■ **SELECTED PASSAGE**:
·····

For employers prioritizing where to focus biosimilar adoption efforts, certain therapeutic categories represent disproportionately large opportunities in 2026.
Adalimumab (reference: Humira). Multiple biosimilars are now established in the U.S. market with substantial list price discounts. Humira historically represented one of the largest single line items in many employer pharmacy budgets. Biosimilar adoption in this category alone can generate material plan savings.
Etanercept (reference: Enbrel). Biosimilars are available with meaningful price competition. This category overlaps with adalimumab in indications and patient populations, and combined adoption strategies for both reference products typically maximize savings.
Ustekinumab (reference: Stelara). Biosimilar competition entered the U.S. market in 2024–2025, expanding substantially through 2026. Stelara represents another high-volume specialty biologic with significant employer plan exposure.
Infliximab (reference: Remicade). Mature biosimilar competition with multiple biosimilars established. While the absolute opportunity is somewhat smaller than newer biosimilar categories, this is a stable adoption opportunity for employers who haven’t yet implemented biosimilar steering in this category.
Oncology biologics (Avastin, Herceptin, Rituxan). Biosimilar competition is well-established in these categories, primarily affecting the medical benefit (infused medications) rather than the pharmacy benefit. For employer plans, this requires coordination with the medical benefits side of plan management — an often-overlooked component of biosimilar strategy.
Ophthalmology biologics. Biosimilars for ranibizumab (Lucentis) are available, and Eylea biosimilars are entering the market. For employer plans with members receiving ongoing ophthalmology biologic therapy — typically for age-related macular degeneration and related conditions — this category has rapidly expanding biosimilar opportunity.
Biosimilars are no longer a deferred opportunity for employer pharmacy cost management — they are a current opportunity, with the 2026 market offering meaningfully more options, wider price discounts, and more aggressive PBM coverage policies than the market of even two or three years ago. The savings opportunity is real and substantial for employers with significant biologic utilization, particularly for self-funded plans with PBM contract structures that allow biosimilar savings to flow to the plan rather than being captured at the PBM level.
The practical work to capture the opportunity is not technically complex but does require active engagement: audit current biologic spend, review PBM coverage policies, evaluate PBM contract structure for rebate transparency, and support effective member communication on biosimilar transitions. Employers who have not done this work over the past 18 to 24 months are very likely leaving material savings on the table.
For employers building 2026 pharmacy strategy, biosimilars should be a priority discussion with the PBM and broker — not as a single agenda item, but as one of the dominant cost-management opportunities in the current pharmacy market.
Taylor Benefits Insurance Agency works with self-funded and level-funded employers on pharmacy strategy, including PBM contract review, formulary policy evaluation, and biosimilar adoption planning. If you’d like an assessment of where your plan stands on biosimilar readiness for 2026, contact our team for a consultation.
Most biosimilar switches do not require changing pharmacies or doctors. In many cases, the same provider continues prescribing, and the pharmacy simply dispenses an approved biosimilar instead of the reference drug. Some transitions happen automatically through insurance coverage changes, while others are guided by the physician based on plan design and formulary rules.

·····

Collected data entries
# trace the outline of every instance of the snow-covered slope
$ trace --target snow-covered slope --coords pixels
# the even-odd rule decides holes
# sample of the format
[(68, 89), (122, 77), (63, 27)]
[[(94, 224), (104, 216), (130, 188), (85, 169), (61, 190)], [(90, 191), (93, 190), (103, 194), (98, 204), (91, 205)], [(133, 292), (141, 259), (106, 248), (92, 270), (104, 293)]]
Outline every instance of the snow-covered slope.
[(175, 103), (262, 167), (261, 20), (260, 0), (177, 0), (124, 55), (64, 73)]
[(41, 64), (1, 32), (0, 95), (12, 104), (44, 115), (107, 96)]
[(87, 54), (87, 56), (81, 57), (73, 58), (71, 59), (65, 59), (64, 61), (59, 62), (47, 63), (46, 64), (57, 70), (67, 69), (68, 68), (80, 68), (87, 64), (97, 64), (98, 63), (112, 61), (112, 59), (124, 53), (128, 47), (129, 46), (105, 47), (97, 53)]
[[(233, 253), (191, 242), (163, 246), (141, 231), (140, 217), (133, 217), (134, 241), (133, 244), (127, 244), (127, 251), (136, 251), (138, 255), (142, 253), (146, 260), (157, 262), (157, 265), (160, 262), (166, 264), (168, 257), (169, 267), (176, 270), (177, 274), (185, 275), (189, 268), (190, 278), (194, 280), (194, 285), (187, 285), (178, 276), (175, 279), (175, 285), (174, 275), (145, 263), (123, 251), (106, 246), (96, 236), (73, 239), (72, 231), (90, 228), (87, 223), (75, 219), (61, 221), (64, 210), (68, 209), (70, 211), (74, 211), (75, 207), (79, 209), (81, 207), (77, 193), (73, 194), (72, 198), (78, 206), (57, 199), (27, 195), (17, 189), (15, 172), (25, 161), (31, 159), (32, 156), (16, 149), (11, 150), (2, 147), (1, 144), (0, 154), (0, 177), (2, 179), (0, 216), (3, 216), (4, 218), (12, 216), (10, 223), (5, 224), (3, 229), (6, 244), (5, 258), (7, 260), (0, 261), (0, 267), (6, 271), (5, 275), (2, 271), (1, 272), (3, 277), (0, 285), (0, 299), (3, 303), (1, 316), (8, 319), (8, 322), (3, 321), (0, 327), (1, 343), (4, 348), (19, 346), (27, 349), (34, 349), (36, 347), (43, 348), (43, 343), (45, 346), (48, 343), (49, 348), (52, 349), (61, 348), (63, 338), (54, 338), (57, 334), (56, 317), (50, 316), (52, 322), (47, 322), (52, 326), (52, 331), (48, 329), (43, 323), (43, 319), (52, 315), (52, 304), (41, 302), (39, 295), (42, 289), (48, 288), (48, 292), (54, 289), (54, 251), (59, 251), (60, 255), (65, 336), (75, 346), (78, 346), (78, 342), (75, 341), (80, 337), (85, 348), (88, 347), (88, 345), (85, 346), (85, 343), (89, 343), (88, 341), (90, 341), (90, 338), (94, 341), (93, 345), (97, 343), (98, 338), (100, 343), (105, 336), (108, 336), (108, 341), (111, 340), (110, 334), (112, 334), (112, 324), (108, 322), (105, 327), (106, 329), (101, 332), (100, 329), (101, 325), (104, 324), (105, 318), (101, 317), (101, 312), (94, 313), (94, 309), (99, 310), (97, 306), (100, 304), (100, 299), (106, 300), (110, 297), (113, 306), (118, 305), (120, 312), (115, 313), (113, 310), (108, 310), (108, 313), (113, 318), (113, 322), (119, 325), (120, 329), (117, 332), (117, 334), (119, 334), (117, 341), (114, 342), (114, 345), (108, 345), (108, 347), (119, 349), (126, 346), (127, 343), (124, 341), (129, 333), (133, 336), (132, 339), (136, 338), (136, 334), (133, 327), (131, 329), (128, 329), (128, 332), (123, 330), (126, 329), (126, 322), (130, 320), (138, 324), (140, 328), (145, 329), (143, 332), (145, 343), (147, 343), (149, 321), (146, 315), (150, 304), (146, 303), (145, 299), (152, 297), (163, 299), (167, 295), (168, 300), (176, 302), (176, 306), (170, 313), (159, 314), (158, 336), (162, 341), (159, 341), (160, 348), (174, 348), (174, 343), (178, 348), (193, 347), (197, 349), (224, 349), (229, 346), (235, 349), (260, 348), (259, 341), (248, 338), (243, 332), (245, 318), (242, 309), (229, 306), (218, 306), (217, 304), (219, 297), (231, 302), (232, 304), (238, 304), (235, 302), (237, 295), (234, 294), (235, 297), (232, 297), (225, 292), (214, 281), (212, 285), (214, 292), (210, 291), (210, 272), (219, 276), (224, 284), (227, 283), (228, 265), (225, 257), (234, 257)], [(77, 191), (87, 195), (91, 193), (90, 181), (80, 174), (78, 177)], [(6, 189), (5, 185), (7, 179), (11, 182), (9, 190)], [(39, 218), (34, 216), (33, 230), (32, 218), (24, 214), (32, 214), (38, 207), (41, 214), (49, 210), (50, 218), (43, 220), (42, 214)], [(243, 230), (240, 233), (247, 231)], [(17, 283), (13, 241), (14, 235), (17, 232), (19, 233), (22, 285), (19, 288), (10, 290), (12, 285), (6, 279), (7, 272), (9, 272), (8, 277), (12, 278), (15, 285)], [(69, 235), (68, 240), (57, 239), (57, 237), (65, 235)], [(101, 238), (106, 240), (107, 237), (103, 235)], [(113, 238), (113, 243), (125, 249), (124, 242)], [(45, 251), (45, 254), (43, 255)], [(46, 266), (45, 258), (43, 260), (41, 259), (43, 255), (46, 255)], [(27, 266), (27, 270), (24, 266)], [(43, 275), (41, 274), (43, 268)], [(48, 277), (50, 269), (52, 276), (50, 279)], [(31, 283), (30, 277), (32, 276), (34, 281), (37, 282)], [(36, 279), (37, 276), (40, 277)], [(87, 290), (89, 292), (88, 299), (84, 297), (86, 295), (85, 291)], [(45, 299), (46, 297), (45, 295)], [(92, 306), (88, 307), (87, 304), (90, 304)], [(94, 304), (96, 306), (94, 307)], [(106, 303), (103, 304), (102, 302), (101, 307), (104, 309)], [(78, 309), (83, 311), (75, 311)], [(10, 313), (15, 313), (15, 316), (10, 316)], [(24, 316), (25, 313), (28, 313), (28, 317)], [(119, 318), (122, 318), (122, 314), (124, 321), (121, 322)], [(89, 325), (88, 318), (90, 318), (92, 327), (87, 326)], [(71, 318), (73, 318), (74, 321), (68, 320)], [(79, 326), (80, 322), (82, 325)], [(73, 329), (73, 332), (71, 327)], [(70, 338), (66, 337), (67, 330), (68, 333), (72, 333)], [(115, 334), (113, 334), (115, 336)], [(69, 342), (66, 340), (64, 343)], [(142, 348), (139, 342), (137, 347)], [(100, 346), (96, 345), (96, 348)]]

·····

■ **ACTIVITY LIST**:
a: Reproduce the part of the biosimilar text starting at "Etanercept (reference: Enbrel)." and ending at "typically maximize savings.".
b: Translate this sentence from the biosimilar text into Spanish: "Most biosimilar switches do not require changing pharmacies or doctors."
This listing comes from a different source than the biosimilar text.

■ **SET OF ANSWERS**:
a:
Etanercept (reference: Enbrel). Biosimilars are available with meaningful price competition. This category overlaps with adalimumab in indications and patient populations, and combined adoption strategies for both reference products typically maximize savings.

b: La mayoría de los cambios a biosimilares no requieren cambiar de farmacia ni de médico.